## Listed entries

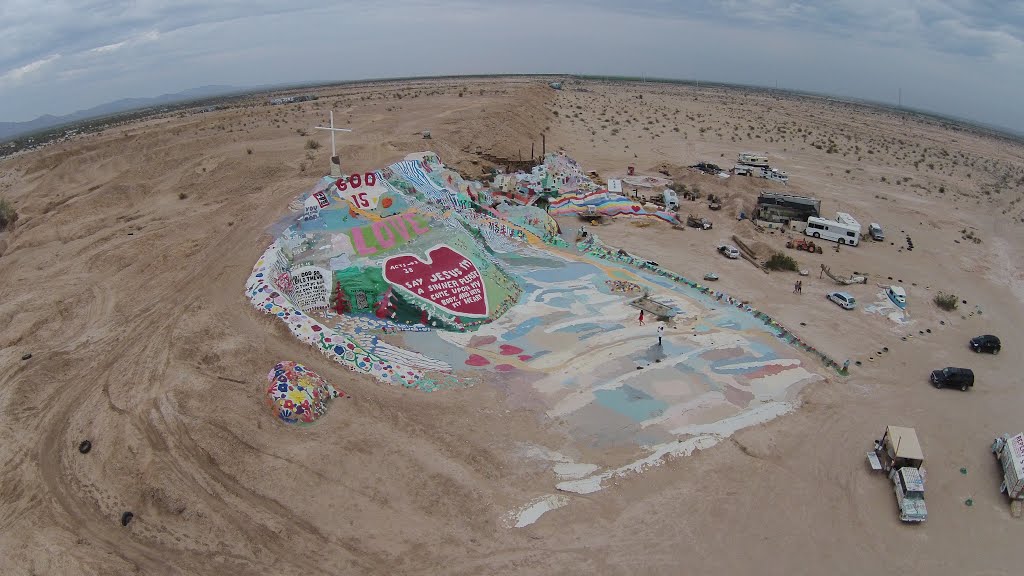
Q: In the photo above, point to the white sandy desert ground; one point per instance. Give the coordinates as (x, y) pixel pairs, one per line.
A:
(124, 278)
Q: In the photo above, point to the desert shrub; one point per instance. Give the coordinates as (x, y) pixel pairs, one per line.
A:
(945, 301)
(7, 214)
(779, 260)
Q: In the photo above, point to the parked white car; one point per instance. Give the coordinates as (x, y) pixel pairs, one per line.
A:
(729, 251)
(844, 299)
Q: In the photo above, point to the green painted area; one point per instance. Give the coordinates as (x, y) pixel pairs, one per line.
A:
(361, 287)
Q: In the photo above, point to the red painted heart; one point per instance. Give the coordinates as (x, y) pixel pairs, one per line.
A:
(448, 279)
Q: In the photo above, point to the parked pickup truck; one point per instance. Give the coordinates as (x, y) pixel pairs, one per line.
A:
(729, 251)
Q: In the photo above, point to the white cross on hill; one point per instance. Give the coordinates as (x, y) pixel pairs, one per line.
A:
(335, 161)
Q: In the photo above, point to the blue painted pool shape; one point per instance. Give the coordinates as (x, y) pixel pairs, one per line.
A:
(630, 402)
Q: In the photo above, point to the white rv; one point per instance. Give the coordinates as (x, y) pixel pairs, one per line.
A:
(849, 220)
(754, 159)
(836, 231)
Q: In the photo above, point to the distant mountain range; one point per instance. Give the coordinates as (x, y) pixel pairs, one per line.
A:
(9, 130)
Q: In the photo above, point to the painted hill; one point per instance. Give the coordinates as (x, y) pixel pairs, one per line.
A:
(410, 247)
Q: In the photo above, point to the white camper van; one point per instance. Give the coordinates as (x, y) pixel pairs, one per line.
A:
(844, 230)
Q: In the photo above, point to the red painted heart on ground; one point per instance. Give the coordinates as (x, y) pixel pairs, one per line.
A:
(448, 280)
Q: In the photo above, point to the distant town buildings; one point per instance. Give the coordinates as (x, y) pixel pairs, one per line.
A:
(292, 99)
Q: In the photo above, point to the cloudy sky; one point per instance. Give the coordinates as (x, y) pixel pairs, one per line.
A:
(960, 57)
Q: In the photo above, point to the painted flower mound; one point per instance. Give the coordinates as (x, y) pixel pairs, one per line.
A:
(297, 395)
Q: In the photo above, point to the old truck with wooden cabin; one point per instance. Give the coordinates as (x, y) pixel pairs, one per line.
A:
(899, 454)
(1009, 450)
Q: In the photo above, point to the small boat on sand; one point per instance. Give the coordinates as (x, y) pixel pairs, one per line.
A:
(898, 296)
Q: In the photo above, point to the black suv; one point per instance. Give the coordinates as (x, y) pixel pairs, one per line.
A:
(987, 342)
(962, 378)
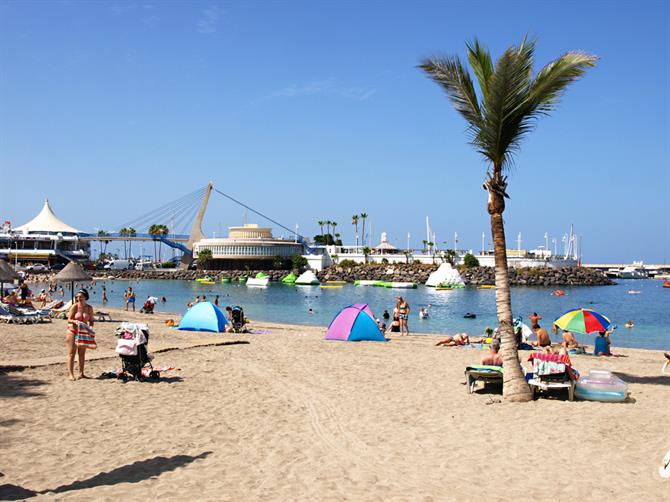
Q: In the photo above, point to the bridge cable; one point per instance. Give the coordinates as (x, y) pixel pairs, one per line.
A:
(167, 209)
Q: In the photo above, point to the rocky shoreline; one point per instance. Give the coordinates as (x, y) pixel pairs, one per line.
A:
(415, 272)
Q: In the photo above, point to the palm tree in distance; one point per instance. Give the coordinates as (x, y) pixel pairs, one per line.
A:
(131, 233)
(103, 233)
(154, 232)
(363, 217)
(354, 221)
(510, 100)
(124, 233)
(163, 231)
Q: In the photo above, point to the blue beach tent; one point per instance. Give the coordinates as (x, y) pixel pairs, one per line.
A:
(203, 316)
(354, 323)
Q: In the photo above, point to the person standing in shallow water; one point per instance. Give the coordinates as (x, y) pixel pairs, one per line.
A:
(129, 295)
(403, 314)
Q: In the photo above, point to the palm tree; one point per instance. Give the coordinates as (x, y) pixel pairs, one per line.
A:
(163, 230)
(366, 252)
(131, 233)
(363, 216)
(154, 232)
(103, 233)
(354, 221)
(124, 233)
(510, 100)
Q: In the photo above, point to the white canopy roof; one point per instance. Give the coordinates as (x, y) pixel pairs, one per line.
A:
(46, 221)
(385, 245)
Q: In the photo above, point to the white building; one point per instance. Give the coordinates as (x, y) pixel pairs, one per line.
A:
(249, 245)
(44, 239)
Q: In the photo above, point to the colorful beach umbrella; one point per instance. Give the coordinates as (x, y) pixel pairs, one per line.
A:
(583, 321)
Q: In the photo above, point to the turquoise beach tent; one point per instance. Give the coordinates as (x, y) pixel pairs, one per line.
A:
(203, 316)
(354, 323)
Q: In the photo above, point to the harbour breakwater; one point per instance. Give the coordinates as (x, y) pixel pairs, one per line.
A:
(413, 272)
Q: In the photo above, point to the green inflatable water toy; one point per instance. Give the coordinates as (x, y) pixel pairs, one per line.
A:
(289, 279)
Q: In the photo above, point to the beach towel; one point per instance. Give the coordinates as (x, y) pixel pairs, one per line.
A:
(84, 336)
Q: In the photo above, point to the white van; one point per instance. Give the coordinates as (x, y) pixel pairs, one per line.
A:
(118, 265)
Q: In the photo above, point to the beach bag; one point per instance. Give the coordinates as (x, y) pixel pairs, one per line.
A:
(126, 347)
(85, 337)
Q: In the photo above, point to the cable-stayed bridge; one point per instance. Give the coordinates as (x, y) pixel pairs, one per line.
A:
(182, 213)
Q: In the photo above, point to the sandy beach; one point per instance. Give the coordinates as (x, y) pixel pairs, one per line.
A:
(283, 414)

## Exercise directions
All of the data must be repeated exactly, except for the pictures.

## Response
Q: In the photo above, point to the white sandy desert ground; one point per instance. Give the coordinates as (x, y) pixel pairs, one per line.
A:
(124, 278)
Q: In the photo above, point to the desert shrub; one point per instance. Give the coordinates as (x, y) pixel pairs, one per line.
A:
(945, 301)
(7, 214)
(779, 260)
Q: In the photo above, point to the parked white car; one point per instance. Give the coordinates as (x, y) pixel pairs, one per line.
A:
(729, 251)
(844, 299)
Q: In the photo above, point to the green painted area; one point per instance. Give the coordinates as (x, y) pixel pairs, one per line.
A:
(361, 287)
Q: In the photo above, point to the red painted heart; one point per instance. Give the coordinates as (x, y) pixel pairs, one per line.
A:
(448, 279)
Q: In the photo above, point to the parked pickup truck; one point per instance. Give the coordinates as (x, y) pixel pairs, one per line.
A:
(729, 251)
Q: In the photo above, point to the white cross on hill; one point per instance. Give the coordinates as (x, y) pixel pairs, one per line.
A:
(335, 161)
Q: In the photo above, point to the blue painted pool shape; one point per instance. Give the coordinates as (x, y) pixel pairs, one per line.
A:
(630, 402)
Q: In the photo above, point to the white rv; one point per instance. Give the coordinates as (x, y) pixel pairs, one per line.
A:
(849, 220)
(754, 159)
(836, 231)
Q: In the photo above, point to the distant mountain range; one point per instance. Give the coordinates as (x, y) pixel pairs, one per line.
A:
(9, 130)
Q: In the photo above, point to the painted hill; one point per instance. Give the coordinates as (x, y) pixel pairs, one per line.
A:
(410, 247)
Q: In the photo above, point to the white camper van; one point per instance. Give the coordinates as (x, y) pixel pairs, one per line.
A:
(844, 230)
Q: In the photo above, point to the red painted heart on ground; one point per instance. Give the coordinates as (x, y) pixel pairs, one per line.
A:
(448, 280)
Q: In the photo above, point to the distant town buildings; one point per instance. Give the coordinates as (x, y) pixel pairs, one per line.
A:
(292, 99)
Q: In the photo above, point to the cloudy sky; one point per instance. Give the coordinates as (x, y) pixel pairs, one per line.
A:
(960, 57)
Q: In the photo above, point to the painted flower mound; one point per instance. Give the coordinates as (x, y) pixel pairs, one per line.
A:
(297, 395)
Q: In the photo above, point to the old truck with wooden cabin; one point per instance. Give the coordinates as (x, y) pixel pairs, one per line.
A:
(899, 454)
(1009, 450)
Q: In the photo above, point to the small boat on sand; one point per instance. Give the coordinates as (x, y) pixel pairs, one per line.
A:
(898, 296)
Q: In the photo above, point to the black suv; one point per instance. Give the coordinates as (x, y) pixel pairs, one per line.
A:
(987, 342)
(962, 378)
Q: In the photo above, point to the bridge cable; one point per instance. Give the coordinates as (x, y) pixel pairs, one per line.
A:
(167, 209)
Q: In the photo above, point to the rocky shoreline; one point per instance. Give the coordinates as (x, y) pixel pairs, one per line.
A:
(415, 272)
Q: In the photo above, point to the palm tree in distance; one point per instance. Give the coordinates as (x, y) pixel pairs, one per line.
A:
(131, 233)
(103, 233)
(154, 232)
(363, 217)
(354, 221)
(510, 100)
(124, 233)
(163, 231)
Q: In the photo above, point to the blue beach tent; one point per instance. Give the coordinates as (x, y) pixel pairs, one per line.
A:
(203, 316)
(354, 323)
Q: In the photo above, point to the person standing in shallow water; one point per instance. Give the coordinates as (x, y) pixel pairs, one per line.
A:
(129, 295)
(403, 314)
Q: In the photo above, point to the palm tree; one point per instance. Give the coordinates as (x, y) pixel pairs, one per line.
A:
(163, 230)
(366, 252)
(131, 233)
(363, 216)
(154, 232)
(103, 233)
(354, 221)
(124, 233)
(510, 100)
Q: In the photo above, point to the white canopy roof; one point per instance. Give the coordinates as (x, y) pixel pairs, one per line.
A:
(46, 221)
(385, 245)
Q: In the photo above, point to the white building; one point per instance. Give the coordinates as (x, y) pixel pairs, one per line.
A:
(249, 245)
(44, 239)
Q: In the photo above, point to the colorful beach umbrella; one point per instance. Give the coordinates as (x, y) pixel pairs, one per line.
A:
(583, 321)
Q: In the photo above, point to the turquoise beach tent; one point per instance. Give the coordinates as (x, y) pixel pairs, one per line.
A:
(203, 316)
(354, 323)
Q: In the photo above, point to the harbour breakwater; one point per instance. Give the coordinates as (x, y) pixel pairs, one per line.
A:
(413, 272)
Q: In the photo above, point to the green inflatable water toy; one point per instance. Give the coordinates as (x, y) pixel pairs, one per line.
A:
(289, 279)
Q: In the photo above, point to the beach towel; one point per instance. Give the coordinates as (x, y) pixel pairs, one per line.
A:
(84, 336)
Q: In the photo above, point to the white van; one point per instance. Give the coordinates as (x, y) pixel pairs, one per line.
A:
(118, 265)
Q: In the photo above, point to the beach bag; one point per instance. Give the coordinates as (x, y) pixel pairs, one per line.
A:
(126, 347)
(85, 337)
Q: In the photo above, point to the cable-stayed bridge; one point per instance. Give the coordinates as (x, y) pixel pairs, one per line.
A:
(182, 213)
Q: In the photo above, point to the sandy beach; one point per instance. Give the coordinates as (x, y) pixel pairs, one per line.
A:
(283, 414)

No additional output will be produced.